[begin RECORDS TO USE]

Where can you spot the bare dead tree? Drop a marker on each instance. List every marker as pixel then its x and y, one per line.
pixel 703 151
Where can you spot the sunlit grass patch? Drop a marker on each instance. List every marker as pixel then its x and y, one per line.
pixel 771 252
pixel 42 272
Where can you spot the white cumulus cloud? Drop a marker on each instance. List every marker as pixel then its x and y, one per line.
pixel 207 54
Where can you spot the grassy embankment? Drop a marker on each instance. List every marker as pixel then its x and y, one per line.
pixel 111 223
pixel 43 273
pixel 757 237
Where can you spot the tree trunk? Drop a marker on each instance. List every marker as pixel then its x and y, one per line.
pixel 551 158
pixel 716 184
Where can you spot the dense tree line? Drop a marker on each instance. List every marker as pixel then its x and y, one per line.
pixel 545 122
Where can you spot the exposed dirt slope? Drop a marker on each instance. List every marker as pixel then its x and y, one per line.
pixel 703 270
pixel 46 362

[end RECORDS TO USE]

GIVEN PROBLEM
Copy everything from the start of the entries down to the line containing "pixel 42 272", including that line. Change each "marker" to "pin" and leave the rest as it is.

ANSWER BELOW
Where can you spot the bare dead tree? Drop a pin on each instance. List every pin as pixel then its x and y, one per line.
pixel 703 151
Where can you spot the sunlit grass patch? Drop a pin on each instance. List every pin as pixel then its x and y, one per line.
pixel 771 252
pixel 42 272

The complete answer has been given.